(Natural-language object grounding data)
==================================================
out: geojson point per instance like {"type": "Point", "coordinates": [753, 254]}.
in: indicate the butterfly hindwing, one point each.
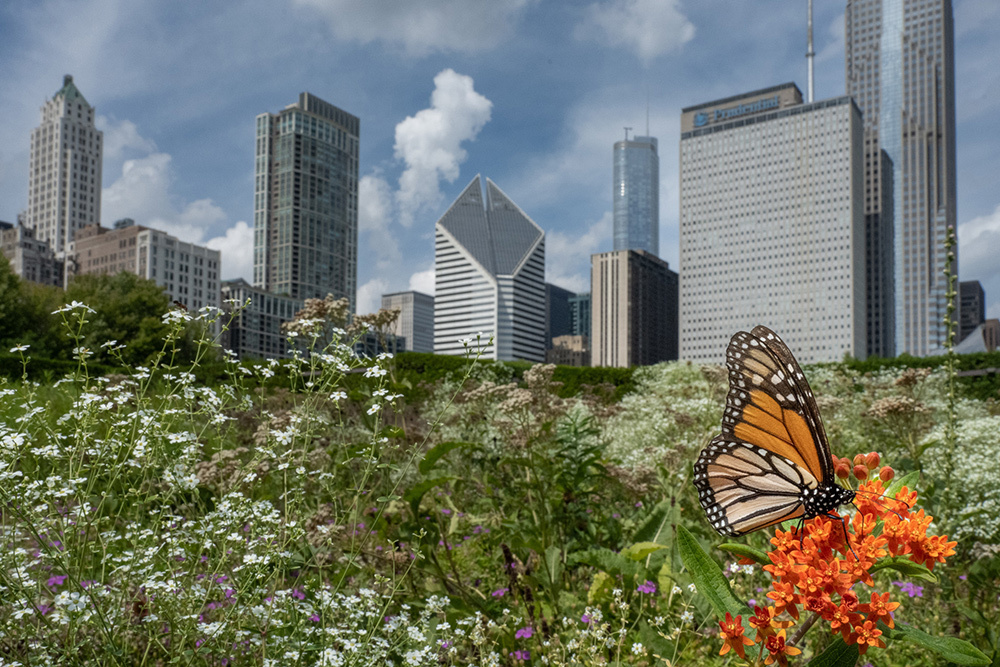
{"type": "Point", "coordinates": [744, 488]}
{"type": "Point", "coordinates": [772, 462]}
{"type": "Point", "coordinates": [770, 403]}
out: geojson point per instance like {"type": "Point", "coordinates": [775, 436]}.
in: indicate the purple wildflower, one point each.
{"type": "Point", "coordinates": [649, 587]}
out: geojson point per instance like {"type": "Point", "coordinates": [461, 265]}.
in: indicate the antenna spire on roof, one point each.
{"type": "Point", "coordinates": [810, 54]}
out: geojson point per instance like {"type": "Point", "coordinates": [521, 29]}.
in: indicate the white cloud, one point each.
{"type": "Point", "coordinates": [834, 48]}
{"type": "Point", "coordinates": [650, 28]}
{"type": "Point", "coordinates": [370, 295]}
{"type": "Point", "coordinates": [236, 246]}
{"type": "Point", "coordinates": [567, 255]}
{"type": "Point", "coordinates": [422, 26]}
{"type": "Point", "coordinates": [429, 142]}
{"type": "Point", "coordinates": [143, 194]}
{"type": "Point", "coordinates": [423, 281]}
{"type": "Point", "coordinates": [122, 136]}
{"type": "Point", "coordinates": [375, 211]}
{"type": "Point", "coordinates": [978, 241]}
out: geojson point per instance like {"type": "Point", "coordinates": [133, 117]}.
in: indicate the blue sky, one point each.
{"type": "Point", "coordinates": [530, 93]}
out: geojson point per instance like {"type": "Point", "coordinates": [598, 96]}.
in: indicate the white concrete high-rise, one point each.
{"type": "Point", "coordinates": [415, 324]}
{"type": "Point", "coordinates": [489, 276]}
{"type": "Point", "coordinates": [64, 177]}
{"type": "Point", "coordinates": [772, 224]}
==================================================
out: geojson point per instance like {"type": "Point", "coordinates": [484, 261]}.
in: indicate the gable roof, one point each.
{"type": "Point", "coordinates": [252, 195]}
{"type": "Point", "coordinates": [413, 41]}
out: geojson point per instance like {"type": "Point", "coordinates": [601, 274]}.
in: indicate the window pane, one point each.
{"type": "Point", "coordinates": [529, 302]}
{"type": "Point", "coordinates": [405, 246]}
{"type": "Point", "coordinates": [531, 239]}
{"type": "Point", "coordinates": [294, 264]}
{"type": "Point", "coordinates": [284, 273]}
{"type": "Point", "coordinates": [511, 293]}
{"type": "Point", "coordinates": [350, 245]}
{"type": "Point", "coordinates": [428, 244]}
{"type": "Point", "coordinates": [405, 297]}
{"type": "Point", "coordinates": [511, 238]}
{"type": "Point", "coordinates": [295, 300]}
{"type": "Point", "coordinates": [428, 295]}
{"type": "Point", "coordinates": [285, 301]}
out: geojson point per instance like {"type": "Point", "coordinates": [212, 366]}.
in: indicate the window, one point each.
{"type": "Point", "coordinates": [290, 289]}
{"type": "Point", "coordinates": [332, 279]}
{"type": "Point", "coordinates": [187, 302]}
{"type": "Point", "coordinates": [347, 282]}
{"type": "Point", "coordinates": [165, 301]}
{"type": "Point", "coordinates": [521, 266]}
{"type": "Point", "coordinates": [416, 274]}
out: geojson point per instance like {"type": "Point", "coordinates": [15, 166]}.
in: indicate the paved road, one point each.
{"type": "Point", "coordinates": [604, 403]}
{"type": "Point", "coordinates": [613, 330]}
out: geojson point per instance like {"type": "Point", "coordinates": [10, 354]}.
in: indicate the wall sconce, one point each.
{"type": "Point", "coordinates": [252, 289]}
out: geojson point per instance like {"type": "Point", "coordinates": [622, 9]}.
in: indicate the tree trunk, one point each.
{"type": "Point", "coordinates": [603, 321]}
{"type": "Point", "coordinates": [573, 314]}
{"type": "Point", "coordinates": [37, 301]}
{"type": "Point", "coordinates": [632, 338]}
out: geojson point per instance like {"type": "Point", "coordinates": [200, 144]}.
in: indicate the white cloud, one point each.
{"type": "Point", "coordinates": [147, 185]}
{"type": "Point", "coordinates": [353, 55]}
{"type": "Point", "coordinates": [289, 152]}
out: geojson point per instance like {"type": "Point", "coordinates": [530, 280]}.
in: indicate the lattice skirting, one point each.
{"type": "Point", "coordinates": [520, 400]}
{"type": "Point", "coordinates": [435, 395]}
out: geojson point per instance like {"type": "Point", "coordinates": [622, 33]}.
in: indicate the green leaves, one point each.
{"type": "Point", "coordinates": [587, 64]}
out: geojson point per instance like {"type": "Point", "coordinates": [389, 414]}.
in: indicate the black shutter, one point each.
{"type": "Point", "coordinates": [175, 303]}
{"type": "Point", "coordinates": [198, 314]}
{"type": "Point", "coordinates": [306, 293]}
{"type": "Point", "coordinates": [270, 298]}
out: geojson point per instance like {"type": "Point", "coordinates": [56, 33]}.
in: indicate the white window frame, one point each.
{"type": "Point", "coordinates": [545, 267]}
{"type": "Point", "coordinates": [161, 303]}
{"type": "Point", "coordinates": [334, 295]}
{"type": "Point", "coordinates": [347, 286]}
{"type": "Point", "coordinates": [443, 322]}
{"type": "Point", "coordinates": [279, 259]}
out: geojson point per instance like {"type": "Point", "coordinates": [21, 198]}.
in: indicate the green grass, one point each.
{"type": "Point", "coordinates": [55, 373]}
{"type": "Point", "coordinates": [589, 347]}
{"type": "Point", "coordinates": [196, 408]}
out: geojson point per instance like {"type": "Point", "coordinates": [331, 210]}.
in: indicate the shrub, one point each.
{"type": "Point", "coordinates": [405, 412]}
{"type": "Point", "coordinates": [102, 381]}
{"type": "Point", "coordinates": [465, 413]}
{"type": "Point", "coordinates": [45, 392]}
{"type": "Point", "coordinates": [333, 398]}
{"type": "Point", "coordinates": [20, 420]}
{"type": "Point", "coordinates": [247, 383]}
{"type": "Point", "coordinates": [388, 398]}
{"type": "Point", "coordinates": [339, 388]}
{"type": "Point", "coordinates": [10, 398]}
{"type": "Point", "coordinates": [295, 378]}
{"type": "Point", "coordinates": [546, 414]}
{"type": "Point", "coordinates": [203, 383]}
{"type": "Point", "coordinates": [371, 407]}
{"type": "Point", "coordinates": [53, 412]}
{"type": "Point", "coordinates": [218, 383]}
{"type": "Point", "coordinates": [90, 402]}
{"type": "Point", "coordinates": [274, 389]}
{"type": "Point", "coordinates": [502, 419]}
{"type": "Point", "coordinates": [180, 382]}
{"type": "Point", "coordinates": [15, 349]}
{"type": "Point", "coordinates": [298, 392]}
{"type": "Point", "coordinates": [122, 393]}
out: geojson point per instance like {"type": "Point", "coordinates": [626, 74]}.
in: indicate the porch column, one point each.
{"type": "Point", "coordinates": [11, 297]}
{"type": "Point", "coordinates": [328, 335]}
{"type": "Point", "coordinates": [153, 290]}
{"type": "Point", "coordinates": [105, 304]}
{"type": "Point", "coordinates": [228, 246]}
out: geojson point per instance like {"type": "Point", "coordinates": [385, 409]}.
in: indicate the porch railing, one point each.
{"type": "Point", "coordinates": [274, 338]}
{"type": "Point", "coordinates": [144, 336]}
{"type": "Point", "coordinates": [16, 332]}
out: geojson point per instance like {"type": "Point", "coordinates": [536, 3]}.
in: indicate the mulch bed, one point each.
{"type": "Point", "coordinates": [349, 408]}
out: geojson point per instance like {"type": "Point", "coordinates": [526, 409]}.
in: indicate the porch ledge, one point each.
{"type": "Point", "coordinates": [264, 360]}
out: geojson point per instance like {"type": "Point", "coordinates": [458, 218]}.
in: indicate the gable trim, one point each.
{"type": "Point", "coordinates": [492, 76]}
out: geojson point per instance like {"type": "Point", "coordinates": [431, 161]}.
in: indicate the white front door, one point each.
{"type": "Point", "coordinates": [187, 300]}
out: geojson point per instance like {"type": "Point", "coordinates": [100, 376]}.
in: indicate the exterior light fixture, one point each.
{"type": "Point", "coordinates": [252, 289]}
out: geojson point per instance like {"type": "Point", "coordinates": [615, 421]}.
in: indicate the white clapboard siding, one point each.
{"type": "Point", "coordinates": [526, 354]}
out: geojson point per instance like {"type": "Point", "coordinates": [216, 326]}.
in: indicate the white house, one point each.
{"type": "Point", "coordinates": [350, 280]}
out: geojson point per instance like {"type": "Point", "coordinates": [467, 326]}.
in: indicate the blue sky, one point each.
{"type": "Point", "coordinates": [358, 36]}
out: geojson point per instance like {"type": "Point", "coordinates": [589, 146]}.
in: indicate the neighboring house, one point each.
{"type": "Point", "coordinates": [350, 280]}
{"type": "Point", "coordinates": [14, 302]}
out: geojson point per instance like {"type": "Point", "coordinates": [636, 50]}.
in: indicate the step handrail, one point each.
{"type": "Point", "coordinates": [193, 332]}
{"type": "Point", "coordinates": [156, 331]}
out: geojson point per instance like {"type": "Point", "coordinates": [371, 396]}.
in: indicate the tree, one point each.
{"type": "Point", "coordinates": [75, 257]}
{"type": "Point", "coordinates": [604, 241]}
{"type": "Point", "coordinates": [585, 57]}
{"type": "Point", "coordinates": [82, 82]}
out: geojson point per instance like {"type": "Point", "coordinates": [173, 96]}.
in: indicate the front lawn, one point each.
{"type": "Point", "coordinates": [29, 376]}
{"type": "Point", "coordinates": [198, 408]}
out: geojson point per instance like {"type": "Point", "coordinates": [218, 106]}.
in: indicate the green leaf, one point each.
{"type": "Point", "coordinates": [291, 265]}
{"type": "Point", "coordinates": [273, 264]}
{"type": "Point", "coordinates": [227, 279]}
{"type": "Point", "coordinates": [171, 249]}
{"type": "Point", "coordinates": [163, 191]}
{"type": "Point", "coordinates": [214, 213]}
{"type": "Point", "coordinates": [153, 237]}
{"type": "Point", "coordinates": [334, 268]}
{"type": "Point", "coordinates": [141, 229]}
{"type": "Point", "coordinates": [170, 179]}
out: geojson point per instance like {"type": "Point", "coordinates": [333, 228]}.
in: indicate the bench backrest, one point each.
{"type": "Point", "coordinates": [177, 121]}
==================================================
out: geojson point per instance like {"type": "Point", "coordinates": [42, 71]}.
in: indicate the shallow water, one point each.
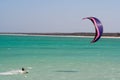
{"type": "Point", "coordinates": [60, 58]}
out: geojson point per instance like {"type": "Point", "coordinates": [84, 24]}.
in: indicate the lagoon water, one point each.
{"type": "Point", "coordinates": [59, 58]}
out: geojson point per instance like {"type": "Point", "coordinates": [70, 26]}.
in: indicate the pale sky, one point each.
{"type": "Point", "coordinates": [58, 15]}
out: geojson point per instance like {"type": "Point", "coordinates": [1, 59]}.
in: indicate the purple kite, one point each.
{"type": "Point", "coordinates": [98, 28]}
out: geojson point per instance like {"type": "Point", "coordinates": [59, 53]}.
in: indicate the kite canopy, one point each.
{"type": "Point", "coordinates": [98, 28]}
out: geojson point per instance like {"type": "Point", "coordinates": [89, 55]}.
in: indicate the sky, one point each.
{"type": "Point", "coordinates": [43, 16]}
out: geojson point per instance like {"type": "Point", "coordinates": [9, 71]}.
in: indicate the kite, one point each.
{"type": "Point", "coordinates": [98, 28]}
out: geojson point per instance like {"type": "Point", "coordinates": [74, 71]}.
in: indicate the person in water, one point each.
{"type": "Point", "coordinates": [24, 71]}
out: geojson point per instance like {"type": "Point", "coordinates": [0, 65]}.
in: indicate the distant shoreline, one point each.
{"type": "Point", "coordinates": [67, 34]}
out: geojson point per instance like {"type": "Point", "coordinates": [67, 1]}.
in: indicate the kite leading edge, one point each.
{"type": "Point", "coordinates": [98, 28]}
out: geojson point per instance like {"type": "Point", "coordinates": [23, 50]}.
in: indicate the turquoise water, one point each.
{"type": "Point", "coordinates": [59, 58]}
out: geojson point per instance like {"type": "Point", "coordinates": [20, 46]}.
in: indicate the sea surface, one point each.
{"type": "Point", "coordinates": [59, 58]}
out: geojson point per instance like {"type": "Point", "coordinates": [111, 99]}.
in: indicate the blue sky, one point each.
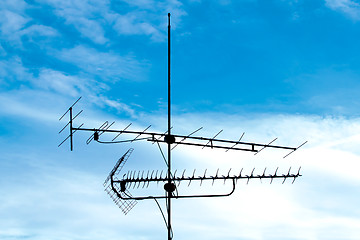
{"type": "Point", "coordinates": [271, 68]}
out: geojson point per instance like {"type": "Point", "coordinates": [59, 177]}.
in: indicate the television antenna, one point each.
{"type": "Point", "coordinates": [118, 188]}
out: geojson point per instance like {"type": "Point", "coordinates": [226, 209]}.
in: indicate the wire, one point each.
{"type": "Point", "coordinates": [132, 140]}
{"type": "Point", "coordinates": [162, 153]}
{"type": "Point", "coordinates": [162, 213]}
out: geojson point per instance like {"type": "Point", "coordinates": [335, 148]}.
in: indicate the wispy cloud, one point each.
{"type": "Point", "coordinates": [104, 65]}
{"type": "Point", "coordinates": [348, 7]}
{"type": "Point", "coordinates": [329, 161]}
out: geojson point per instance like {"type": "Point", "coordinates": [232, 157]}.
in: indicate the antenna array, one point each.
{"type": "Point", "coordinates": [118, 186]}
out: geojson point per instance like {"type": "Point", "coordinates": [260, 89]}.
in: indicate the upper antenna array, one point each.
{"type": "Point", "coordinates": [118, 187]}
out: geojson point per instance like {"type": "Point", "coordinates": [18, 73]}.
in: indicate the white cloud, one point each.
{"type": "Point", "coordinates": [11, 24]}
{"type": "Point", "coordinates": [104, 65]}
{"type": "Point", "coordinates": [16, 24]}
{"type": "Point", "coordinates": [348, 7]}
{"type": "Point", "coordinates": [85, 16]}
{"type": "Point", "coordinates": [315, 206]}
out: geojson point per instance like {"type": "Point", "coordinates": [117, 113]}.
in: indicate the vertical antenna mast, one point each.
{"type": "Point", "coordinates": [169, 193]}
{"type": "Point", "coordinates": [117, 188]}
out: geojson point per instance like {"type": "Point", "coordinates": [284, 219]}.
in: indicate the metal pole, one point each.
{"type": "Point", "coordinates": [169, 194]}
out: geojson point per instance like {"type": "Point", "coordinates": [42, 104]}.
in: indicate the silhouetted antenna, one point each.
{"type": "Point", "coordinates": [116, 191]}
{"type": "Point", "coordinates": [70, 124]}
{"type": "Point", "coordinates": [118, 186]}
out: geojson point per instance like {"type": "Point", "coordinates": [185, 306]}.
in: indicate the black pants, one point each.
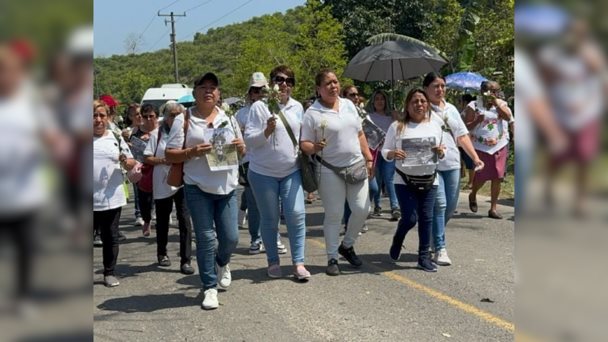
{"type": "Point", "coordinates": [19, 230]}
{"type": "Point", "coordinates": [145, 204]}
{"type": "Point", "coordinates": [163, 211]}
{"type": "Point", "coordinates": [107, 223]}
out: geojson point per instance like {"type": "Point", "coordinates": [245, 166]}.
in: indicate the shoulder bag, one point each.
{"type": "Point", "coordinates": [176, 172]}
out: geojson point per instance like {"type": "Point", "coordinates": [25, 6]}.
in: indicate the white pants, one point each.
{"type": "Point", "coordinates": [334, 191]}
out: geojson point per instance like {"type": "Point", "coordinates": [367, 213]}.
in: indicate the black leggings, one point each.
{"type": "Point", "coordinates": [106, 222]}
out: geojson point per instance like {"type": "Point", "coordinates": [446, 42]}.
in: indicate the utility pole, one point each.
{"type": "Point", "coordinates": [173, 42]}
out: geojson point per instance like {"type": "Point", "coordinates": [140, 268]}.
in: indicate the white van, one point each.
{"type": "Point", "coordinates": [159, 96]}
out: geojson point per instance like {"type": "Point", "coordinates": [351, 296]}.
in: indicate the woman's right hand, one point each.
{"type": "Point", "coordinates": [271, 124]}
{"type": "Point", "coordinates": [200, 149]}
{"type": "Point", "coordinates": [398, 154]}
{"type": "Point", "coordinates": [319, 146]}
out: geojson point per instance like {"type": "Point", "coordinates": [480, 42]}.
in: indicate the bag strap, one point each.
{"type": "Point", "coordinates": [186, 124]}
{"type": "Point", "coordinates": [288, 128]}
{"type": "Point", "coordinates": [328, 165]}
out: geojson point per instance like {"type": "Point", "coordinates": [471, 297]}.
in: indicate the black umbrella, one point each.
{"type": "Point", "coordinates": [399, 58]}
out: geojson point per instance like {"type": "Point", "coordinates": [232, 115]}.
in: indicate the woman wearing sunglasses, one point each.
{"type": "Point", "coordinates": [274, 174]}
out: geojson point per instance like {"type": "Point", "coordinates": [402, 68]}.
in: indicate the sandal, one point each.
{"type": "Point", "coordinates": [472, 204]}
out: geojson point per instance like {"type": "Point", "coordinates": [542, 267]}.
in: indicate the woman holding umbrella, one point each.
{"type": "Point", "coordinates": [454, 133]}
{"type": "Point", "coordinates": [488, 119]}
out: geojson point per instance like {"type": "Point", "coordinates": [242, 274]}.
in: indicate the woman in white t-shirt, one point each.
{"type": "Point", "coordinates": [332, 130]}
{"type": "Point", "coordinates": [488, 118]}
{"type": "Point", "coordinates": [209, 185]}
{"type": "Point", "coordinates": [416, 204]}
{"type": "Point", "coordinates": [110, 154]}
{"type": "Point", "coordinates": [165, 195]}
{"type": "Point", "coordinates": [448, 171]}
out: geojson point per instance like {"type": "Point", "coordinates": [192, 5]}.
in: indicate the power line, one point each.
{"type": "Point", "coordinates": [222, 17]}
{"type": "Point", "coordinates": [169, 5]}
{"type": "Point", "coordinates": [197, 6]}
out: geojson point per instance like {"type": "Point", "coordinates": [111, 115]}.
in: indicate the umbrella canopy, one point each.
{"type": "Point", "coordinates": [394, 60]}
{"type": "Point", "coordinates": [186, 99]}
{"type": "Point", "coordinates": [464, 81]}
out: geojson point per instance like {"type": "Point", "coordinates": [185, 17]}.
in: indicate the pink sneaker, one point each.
==================================================
*WORK ITEM*
Return, word for word, the lines of the data above from the line with "in: indicate the umbrella" through the line with "in: indicate the pink", inclusive.

*FINISHED EXERCISE*
in: indicate the umbrella canopy, one point each.
{"type": "Point", "coordinates": [394, 60]}
{"type": "Point", "coordinates": [186, 99]}
{"type": "Point", "coordinates": [464, 81]}
out: geojson point per instance like {"type": "Point", "coordinates": [185, 17]}.
in: indicate the pink sneaker, one point each.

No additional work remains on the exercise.